● PROBLEM TO SOLVE: Extend the passage below on the origin of Earth's water, picking up right after its final sentence.

● SOURCE EXTRACT:
------

Origin of Earth's Water

Presenter: Karen Meech, University of Hawaii, Honolulu
When: December 2, 2011 9AM PST

Water is abundant on Earth, covering 75% of Earth’s surface, and accounting for up to 0.1% of Earth’s mass, yet Earth may in fact be a very dry world. Liquid water is not only key for life, but understanding the origin of Earth’s water has important implications for habitability in both our solar system and in the numerous extrasolar planetary systems that have been discovered with planets within their star’s habitable zones. This research question requires an interdisciplinary approach and is one of the themes for the UH NASA Astrobiology Institute (NAI). In the 1980’s observations and models first suggested that comets might play a role in delivering water to Earth, and that the chemical fingerprint of this process was the D/H of ocean water. A more modern look at the problem now seeks to uncover all the issues related to the origin of Earth’s water to identify the key unanswered questions and assess where these questions can best be answered by interdisciplinary approaches.

------

● DATA UNDER STUDY:
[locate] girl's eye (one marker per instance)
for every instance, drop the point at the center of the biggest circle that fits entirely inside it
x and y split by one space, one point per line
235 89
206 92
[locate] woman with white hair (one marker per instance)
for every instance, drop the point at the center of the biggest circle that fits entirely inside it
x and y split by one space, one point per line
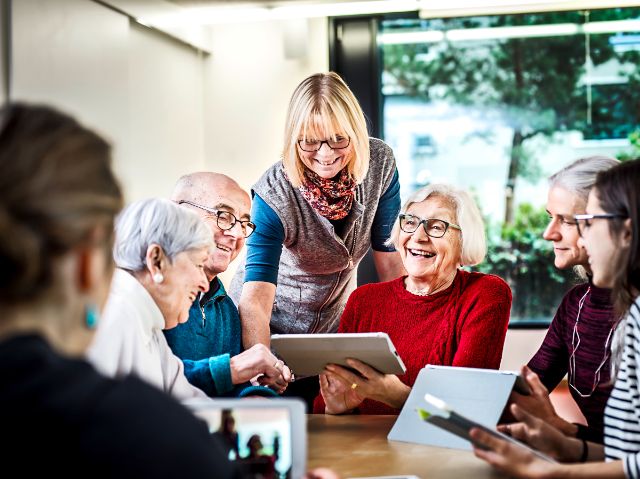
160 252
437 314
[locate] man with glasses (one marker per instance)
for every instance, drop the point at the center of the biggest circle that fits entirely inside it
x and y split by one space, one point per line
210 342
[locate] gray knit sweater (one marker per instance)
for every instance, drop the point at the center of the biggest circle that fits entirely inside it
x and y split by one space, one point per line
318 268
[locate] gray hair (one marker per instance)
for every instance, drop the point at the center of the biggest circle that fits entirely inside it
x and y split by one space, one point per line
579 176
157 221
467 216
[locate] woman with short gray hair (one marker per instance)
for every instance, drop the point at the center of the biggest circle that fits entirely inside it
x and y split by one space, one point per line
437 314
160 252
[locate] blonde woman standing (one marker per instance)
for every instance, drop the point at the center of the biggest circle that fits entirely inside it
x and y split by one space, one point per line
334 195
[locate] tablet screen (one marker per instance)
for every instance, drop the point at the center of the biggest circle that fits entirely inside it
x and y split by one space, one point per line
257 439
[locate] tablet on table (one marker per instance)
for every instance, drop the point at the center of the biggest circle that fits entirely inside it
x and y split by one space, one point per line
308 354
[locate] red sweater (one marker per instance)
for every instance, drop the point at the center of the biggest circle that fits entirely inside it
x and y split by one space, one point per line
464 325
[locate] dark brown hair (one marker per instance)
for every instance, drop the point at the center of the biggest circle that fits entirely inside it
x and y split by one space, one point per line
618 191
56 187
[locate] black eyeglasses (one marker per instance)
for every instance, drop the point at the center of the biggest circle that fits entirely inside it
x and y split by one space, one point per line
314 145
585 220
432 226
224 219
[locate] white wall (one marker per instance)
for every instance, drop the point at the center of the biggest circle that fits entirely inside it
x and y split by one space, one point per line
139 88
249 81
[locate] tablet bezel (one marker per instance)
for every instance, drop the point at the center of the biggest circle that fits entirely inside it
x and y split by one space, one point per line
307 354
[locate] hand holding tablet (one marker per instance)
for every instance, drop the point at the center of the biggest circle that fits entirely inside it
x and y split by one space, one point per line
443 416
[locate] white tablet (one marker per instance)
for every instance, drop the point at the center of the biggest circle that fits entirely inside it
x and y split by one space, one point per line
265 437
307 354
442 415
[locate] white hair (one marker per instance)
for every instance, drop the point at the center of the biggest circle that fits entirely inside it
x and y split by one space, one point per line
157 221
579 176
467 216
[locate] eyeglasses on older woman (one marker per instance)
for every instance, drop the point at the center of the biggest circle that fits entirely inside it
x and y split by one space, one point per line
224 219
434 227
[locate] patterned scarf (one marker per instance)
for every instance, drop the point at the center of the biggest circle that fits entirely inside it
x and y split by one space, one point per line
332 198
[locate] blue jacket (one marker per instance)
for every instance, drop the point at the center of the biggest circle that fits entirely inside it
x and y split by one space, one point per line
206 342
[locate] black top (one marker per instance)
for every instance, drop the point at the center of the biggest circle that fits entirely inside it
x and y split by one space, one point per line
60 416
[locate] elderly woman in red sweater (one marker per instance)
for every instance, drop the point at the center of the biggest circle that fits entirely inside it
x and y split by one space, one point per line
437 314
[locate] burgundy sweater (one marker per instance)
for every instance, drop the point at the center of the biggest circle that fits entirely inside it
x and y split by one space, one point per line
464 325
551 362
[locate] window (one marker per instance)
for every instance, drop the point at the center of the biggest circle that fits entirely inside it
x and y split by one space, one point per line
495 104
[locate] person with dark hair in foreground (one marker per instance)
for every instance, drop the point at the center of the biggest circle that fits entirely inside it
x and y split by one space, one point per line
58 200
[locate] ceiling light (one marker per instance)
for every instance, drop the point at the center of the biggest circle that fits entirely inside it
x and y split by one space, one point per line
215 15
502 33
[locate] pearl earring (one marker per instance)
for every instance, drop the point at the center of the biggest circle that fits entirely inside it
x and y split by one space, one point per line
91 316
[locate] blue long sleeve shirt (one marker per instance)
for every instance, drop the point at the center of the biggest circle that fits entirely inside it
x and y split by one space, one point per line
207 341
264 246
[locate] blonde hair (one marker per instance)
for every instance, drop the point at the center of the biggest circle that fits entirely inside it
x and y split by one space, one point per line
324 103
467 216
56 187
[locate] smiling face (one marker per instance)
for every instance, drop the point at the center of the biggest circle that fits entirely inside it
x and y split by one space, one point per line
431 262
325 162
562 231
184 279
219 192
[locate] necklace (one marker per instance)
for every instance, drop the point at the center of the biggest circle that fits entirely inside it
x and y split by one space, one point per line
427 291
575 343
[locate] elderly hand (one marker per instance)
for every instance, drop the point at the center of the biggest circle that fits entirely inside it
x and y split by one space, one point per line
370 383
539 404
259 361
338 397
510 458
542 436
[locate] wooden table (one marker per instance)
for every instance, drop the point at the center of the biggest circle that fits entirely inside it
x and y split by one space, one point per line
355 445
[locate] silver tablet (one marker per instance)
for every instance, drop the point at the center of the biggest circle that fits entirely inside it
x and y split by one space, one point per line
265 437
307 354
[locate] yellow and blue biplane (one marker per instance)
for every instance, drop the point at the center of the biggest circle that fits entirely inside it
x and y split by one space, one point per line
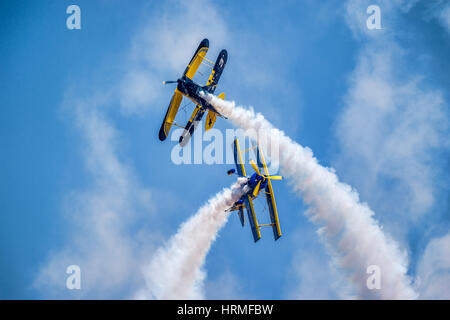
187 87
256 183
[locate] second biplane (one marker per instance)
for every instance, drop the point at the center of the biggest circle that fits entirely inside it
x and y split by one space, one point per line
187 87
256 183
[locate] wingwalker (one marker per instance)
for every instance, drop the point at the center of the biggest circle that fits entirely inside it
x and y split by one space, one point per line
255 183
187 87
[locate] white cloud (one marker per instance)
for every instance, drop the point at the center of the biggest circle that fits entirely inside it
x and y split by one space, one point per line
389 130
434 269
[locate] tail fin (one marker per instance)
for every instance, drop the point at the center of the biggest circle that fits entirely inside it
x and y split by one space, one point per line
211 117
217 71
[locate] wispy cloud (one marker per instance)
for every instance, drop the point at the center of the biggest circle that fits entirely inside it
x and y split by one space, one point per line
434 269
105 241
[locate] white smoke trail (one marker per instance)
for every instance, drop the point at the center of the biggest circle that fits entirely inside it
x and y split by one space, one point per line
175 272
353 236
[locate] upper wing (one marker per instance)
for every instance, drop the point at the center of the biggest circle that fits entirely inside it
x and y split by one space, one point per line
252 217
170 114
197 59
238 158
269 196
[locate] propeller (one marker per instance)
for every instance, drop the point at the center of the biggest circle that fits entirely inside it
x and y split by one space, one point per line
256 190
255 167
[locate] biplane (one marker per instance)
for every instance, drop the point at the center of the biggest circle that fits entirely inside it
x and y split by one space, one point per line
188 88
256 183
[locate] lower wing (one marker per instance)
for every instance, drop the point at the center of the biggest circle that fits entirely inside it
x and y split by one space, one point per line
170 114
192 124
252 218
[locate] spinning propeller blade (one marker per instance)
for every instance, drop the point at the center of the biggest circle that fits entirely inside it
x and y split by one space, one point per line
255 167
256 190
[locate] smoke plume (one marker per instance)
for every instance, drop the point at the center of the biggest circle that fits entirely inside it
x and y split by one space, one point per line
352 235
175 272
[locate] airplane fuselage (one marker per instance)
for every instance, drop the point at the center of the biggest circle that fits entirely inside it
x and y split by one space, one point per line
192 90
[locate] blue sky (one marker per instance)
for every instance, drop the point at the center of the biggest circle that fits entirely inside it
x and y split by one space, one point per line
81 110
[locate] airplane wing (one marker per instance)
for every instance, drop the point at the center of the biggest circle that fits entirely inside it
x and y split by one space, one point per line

------

● RESULT OF THE EXERCISE:
The UH NAI team is investigating the chemical composition of primitive bodies and evidence of aqueous processes in the early solar system, dynamical delivery of bodies to earth and the chemical signature of this delivery to earth. I will discuss the interdisciplinary perspective of the origin of Earth’s water, in part as a consensus view from a recent workshop held in Iceland during Sep. 2011 to highlight where we are in our current understanding.